--- start Entries shown ---
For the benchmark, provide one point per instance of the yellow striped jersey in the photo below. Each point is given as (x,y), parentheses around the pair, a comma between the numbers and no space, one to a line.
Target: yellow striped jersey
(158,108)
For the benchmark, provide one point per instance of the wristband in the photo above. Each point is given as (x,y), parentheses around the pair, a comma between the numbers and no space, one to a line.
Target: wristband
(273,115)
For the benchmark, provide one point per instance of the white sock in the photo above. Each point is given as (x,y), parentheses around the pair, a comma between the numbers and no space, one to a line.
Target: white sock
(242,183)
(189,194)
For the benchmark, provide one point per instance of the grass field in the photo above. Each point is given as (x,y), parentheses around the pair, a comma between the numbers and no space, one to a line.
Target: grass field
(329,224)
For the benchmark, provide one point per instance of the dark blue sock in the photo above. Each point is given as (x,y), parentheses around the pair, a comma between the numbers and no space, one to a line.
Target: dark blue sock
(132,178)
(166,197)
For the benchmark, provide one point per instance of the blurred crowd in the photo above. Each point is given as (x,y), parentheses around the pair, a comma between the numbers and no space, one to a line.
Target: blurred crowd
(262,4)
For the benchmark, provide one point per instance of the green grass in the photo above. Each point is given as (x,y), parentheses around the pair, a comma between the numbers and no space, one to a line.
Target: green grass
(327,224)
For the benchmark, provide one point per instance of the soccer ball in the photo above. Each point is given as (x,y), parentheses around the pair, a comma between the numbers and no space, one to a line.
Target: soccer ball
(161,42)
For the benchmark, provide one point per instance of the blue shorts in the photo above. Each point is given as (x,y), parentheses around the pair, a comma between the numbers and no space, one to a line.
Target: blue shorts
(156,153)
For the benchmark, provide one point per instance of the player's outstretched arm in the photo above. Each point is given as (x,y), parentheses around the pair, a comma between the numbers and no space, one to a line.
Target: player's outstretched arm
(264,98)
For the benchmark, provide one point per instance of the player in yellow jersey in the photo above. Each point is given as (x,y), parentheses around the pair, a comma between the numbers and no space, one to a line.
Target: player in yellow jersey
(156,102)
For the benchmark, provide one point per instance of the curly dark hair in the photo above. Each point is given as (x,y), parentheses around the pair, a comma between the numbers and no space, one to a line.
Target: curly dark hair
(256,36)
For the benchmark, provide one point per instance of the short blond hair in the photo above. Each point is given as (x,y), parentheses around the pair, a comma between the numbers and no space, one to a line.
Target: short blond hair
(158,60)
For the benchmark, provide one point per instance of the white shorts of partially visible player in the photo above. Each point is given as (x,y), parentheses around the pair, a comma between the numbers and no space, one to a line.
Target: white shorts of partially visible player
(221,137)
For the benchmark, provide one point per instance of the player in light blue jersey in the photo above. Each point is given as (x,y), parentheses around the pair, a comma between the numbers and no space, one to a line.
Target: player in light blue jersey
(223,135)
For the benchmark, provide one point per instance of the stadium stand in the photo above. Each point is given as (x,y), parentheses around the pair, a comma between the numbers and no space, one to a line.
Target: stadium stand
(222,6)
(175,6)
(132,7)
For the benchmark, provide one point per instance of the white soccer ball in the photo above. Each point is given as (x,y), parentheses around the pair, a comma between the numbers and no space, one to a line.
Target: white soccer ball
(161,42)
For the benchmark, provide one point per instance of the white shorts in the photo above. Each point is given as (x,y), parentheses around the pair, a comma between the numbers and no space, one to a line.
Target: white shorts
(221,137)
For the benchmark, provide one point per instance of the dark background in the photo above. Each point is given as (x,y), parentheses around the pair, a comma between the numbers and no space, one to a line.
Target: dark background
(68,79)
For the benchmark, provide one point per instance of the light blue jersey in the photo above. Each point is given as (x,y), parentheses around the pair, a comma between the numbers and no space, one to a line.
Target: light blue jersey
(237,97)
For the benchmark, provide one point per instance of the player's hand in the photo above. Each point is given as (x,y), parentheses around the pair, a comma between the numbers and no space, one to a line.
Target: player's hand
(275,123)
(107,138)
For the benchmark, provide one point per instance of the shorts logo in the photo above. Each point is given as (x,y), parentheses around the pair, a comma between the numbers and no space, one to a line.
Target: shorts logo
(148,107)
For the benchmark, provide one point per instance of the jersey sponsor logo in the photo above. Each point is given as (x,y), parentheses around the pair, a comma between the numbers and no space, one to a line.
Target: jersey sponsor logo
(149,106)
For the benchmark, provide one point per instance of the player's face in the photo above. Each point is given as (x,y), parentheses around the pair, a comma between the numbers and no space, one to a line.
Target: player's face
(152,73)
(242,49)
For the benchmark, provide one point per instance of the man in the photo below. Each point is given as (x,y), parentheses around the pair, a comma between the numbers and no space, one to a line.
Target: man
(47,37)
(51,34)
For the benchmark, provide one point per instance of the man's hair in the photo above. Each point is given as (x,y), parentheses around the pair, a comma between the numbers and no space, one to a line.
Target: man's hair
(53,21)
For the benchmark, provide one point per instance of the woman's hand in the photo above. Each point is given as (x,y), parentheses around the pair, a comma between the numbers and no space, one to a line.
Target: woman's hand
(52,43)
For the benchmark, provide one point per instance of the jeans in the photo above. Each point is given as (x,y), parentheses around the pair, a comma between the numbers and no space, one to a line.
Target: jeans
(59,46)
--- end Entries shown ---
Exactly repeat the lines from the line that contains "of the man in" to the end of the entries, both included, and leave out all other lines.

▶ [Reply]
For the benchmark, provide one point per instance of the man in the photo below. Each point is given as (x,y), parentheses around the pair, a comma between the numbers and no space, one to a line.
Target: man
(47,37)
(51,34)
For the benchmark, provide one point per instance of the man's hair in the photo above. Each point is given as (x,y), parentheses around the pair, a comma between the numbers and no space, one to a line.
Target: man's hair
(53,21)
For the benchmark, provide one point per instance of the woman's hand in the photo above. Each point is given as (x,y), parentheses around the pair, a comma between the numbers and no space, one to a line.
Target: woman's hand
(52,43)
For the benchmark, provide one point per instance of the jeans in the photo above. Each point is given as (x,y), parentheses around the pair, a comma between the numbers and no space, one to a line.
Target: jeans
(59,46)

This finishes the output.